== What is needed ==
Copy the following lines word for word.

Start of Stored records

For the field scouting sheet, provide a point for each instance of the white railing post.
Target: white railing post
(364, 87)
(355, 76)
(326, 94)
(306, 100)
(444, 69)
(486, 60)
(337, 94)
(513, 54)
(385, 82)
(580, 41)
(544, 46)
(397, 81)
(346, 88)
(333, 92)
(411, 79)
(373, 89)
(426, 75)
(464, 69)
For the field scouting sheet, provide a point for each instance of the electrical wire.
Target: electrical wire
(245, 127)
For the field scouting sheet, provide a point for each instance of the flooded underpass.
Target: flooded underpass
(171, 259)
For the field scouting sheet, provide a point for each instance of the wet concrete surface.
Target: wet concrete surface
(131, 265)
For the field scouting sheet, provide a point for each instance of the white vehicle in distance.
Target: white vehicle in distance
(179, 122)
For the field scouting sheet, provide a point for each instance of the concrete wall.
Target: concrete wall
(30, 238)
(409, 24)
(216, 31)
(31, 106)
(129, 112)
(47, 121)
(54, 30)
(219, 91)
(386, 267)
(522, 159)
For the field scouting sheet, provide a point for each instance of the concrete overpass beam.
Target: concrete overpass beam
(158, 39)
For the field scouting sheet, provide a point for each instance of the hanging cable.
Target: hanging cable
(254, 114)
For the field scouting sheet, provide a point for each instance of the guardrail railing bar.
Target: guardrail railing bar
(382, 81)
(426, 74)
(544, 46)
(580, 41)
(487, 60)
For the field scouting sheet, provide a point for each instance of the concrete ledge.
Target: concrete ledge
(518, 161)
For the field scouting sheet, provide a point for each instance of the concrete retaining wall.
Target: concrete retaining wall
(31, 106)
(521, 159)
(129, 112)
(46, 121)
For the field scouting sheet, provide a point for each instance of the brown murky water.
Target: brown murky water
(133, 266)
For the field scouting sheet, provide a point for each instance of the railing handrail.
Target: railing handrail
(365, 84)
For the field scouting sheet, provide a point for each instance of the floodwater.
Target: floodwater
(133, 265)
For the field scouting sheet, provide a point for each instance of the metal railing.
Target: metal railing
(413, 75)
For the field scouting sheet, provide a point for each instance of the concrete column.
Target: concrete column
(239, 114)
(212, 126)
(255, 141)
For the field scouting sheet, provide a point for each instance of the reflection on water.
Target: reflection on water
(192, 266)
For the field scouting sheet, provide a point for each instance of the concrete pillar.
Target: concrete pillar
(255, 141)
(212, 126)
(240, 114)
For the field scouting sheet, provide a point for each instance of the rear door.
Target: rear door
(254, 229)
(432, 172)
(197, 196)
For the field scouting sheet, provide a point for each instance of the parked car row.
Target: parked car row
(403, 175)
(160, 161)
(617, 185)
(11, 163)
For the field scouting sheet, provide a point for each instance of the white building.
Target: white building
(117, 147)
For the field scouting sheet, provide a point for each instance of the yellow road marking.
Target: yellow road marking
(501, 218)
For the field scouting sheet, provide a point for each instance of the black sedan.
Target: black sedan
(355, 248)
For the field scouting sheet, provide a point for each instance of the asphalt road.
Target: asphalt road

End of Stored records

== Solution for this task ==
For the field scouting sheet, provide a point for each instance of the white railing post.
Target: white railing post
(364, 87)
(355, 76)
(326, 94)
(306, 100)
(444, 69)
(486, 60)
(337, 94)
(513, 54)
(385, 82)
(580, 41)
(544, 46)
(397, 81)
(346, 88)
(333, 92)
(411, 79)
(373, 89)
(426, 75)
(464, 69)
For the field scouting sheet, provide a point for each instance of the electrical wire.
Target: electrical wire
(245, 127)
For the field scouting sheet, provide a point for each instance of the flooded underpass.
Target: flooded underpass
(171, 259)
For the field scouting sheet, provide a point for each instance of the wet concrete surface.
Target: wet concrete surface
(131, 265)
For the field scouting sheet, provide a point for each instance of the white vehicle in distance.
Target: white vehicle in distance
(179, 122)
For the field scouting sheet, provide a point for each instance of the concrete wall.
Target: concrete wall
(30, 238)
(409, 24)
(216, 31)
(31, 106)
(129, 112)
(47, 121)
(54, 30)
(219, 91)
(386, 267)
(522, 159)
For the field scouting sheet, provide a point for each instance of the concrete overpass beam.
Target: concrete overpass beam
(158, 39)
For the field scouting sheet, provide a point for each instance of the hanging cable.
Target: hanging cable
(254, 114)
For the field scouting sheet, provide a point for each instance of the guardrail railing bar.
Target: guardrail railing bar
(382, 81)
(426, 74)
(544, 46)
(580, 41)
(487, 60)
For the field scouting sheet, provide a point for each instance of the concrete ledge.
Target: concrete ledge
(518, 161)
For the field scouting sheet, provide a point for each instance of the concrete retaining wall.
Target: concrete retaining wall
(31, 106)
(521, 159)
(129, 112)
(46, 121)
For the field scouting sheet, provide a point for each instance of the brown murky water.
Target: brown murky water
(133, 266)
For the field scouting sheet, provide a point for each instance of the railing handrail.
Target: railing handrail
(365, 84)
For the field scouting sheet, provide a point for each instance of the floodwater.
Target: floodwater
(133, 265)
For the field scouting sheet, provide a point for each instance of the metal railing.
Target: metal railing
(413, 75)
For the field scouting sheet, provide a point for each instance of the concrete column.
Target: concrete column
(239, 114)
(212, 126)
(255, 141)
For the field scouting sheet, provide a point for each instance of the reflection on water.
Target: reflection on water
(192, 266)
For the field scouting sheet, provide a point for each instance of the concrete pillar.
Target: concrete pillar
(255, 141)
(212, 126)
(240, 114)
For the field scouting sheet, provide a point for each instance of the rear door.
Target: rear door
(254, 229)
(432, 172)
(197, 196)
For the field scouting sheet, provide a point for each instance of the parked car row.
Target: parked car row
(403, 175)
(160, 161)
(617, 185)
(11, 163)
For the field scouting sheet, provide a point for each instance of the white building.
Target: white building
(117, 147)
For the field scouting sheet, provide a point for each instance of the yellow road marking.
Target: yellow road marking
(501, 218)
For the field scouting sheet, provide a point for each instance of the black sedan.
Target: black sedan
(355, 248)
For the field scouting sheet, provide a point for each instance of the asphalt road.
Target: asphalt road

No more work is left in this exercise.